HOW TO COMPLETE THIS TASK
Continue the comment exchange about domestic violence and rough patches in relationships, starting after its last sentence.

Don't know about there, but domestic violence is saddly still rife in England. We have an excellent social security system which allows single mothers financial independence.
But some young girls and women just put up with abuse + violence, whether through intimidation or fear of being unloved. But there is NO room for violence in love.

And I must say, girls are turning just as tough here, they can give as good as they get. But two wrongs never did maje a right. They just make for some very peculiar households or relationships, where the only joy seems to come from hurting the other more than they hurt you.

Alas the paradox between Israel and his half-brother Palestine. Both descended from the same father but different mothers, one a free woman, the other slave? woman. As the saying goes, it is hard enough to make (or keep) one wive happy, two or more wives just bring more feuding & jealousies, especially among the offspring. Q

Rae Ann said...

Q, I don't want to sound like I'm talking about real 'abuse' (domestic violence) being so widespread. I'm talking about the times in a relationship when pressures of all kinds supersede those lovey-honey-sweety feelings (which aren't the stuff that keeps marriages together anyway) and cause arguments, criticisms, etc. that are often intense and very hurtful. Every relationship will go through rough times, some more than others.

DATASET ENTRIES
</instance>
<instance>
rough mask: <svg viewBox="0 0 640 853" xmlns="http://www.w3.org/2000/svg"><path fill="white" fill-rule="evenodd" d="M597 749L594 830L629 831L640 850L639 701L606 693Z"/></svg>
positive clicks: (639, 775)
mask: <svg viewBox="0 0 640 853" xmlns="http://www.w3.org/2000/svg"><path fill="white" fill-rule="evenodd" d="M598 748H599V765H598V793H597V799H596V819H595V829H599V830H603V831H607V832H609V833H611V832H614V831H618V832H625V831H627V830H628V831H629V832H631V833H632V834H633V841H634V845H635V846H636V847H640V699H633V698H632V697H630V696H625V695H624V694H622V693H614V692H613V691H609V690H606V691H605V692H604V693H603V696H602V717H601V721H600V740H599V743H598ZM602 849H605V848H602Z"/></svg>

TASK OUTPUT
My main (hormonally influenced) point in the post was that if men want their wives not to shoot them they should be nicer. ;-) Especially when the man has the woman so much under his 'control' (financially primarily). In the Winkler's fundamentalist Christian marriage the husband has all the power while the wife is supposed to be submissive. I've seen couples in similar marriages and it can seem as if a family pet is treated better than the wife/mother. I can imagine that would get really old really fast.

I could not live long in a situation where the criticism and picking never ceased. But generally, I'm not restricted from speaking my mind and discontent which goes a long way towards alleviating the problems. David is the one who first called me "Vicious Momma." ;-)

QUASAR9 said...

Rae, when David first called you a "vicious momma" I bet he had a wry grin on his face.

"hit me baby, hit me baby" kinda smirk, what?

But I agree if my missus was going thru hormonal 'imbalances' I'd make sure I was sweet to her, bring her flowers and chocolates, and just to be on the safe side remove the gun (or the cartridges)from the bedside table, and any big knives from the kitchen. lol!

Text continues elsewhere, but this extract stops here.